:: Source passage ::
○ ○ ○ ○ ○ ○ ○

I have some scalar function $S: \mathbb R^{m \times n} \to \mathbb R$
I also know some other function $h:\mathbb R^{m \times n} \to \mathbb R^{m \times n}$.
I know the derivative $\frac{\partial S(h(z))}{\partial h(z)}$. It is of size $m$ by $n$, as expected.
What I want to find is $\frac{\partial S(h(z))}{\partial z}$. It should also be of size $m$ by $n$ since $z \in \mathbb R^{m \times n}$.
If we use chain-rule, we will get that:
$\frac{\partial S(h(z))}{\partial z} = \frac{\partial S(h(z))}{\partial h(z)}\frac{\partial h(z)}{\partial z}$
Since we expect that $\frac{\partial S(h(z))}{\partial z}$ is $m$ by $n$, and we know that $\frac{\partial S(h(z))}{\partial h(z)}$ is $m$ by $n$, it follows that we must have $\frac{\partial h(z)}{\partial z}$ is $n$ by $n$.
The problem is that it isn't. According to my calculations $\frac{\partial h(z)}{\partial z}$ is $m^2$ by $n^2$. So we have a dimension mismatch and multiplication is not possible.
I asked earlier today a question that resembles this, and was told that chain-rule does not always work in matrix calculus. Fine, this must be one of those examples, but I still need to find that derivative, how do i do it?
More in-depth details
In reality, I have a matrix $z \in \mathbb R^{m \times n}$. I then compute the $h$ matrix as follows: $h_{ij} = g(z_{ij}) = \frac{1}{1+e^{-z_{ij}}}$. This is called a sigmoid function. It has the special property that $g'(x) = g(x)(1-g(x))$.
My original function $S$ is a function of this new matrix $h$. But I need to find the derivative with respect to $z$.
More clearly:
If $z = \begin{pmatrix} z_{11} & z_{12} & \dots & z_{1n} \\ \vdots & \dots & \dots & \vdots \\ z_{m1} & z_{m2} & \dots & z_{mn}\end{pmatrix}$ then $h = \begin{pmatrix} g(z_{11}) & g(z_{12}) & \dots & g(z_{1n}) \\ \vdots & \dots & \dots & \vdots \\ g(z_{m1}) & g(z_{m2}) & \dots & g(z_{mn})\end{pmatrix}$
Now if for example we look at the derivative with respect to $z_{11}$, we will simply get the matrix $\begin{pmatrix} g(z_{11})(1-g(z_{11})) & 0& \dots & 0 \\ \vdots & \dots & \dots & \vdots \\ 0 & 0 & \dots & 0\end{pmatrix}$ which is $m$ by $n$.

○ ○ ○ ○ ○ ○ ○

:: Records supplied ::
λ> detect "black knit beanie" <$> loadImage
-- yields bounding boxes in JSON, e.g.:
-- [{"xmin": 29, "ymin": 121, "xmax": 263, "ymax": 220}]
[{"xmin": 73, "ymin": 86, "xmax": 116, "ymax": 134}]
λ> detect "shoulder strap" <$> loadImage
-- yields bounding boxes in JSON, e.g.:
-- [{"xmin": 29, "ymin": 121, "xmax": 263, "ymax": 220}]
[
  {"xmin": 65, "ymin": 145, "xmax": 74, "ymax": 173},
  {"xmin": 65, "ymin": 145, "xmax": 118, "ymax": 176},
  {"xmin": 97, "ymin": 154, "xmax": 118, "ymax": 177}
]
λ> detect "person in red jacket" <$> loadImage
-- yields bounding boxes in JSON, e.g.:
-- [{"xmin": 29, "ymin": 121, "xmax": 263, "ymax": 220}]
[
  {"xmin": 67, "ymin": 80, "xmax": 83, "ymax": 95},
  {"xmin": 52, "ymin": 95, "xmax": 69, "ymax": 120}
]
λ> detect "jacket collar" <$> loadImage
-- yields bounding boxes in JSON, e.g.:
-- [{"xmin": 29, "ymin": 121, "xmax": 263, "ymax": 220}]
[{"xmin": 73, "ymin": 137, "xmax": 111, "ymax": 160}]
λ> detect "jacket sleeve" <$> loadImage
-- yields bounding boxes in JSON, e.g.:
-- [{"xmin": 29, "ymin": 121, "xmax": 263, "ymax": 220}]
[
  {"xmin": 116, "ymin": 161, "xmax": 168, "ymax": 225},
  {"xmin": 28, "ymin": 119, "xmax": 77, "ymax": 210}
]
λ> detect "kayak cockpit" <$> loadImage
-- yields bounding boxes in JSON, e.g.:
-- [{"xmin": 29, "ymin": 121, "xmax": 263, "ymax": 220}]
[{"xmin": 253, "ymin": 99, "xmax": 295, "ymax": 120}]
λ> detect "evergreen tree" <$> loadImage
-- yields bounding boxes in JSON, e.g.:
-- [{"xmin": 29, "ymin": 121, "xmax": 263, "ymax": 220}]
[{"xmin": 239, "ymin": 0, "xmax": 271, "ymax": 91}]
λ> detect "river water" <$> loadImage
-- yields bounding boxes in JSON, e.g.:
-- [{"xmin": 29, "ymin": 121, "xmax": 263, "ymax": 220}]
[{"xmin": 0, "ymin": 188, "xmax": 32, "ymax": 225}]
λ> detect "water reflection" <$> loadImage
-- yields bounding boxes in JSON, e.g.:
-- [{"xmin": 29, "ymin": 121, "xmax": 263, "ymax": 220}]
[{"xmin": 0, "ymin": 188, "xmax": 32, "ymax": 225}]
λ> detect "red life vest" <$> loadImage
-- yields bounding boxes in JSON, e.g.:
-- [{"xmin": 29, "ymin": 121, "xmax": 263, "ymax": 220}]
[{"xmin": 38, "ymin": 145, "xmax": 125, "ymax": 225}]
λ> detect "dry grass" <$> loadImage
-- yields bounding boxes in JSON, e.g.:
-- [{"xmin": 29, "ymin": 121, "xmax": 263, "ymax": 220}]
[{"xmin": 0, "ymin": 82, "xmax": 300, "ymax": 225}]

○ ○ ○ ○ ○ ○ ○

In the post on matrix derivatives, what name does the poster give to the function used to compute each entry of h from z?

A sigmoid function.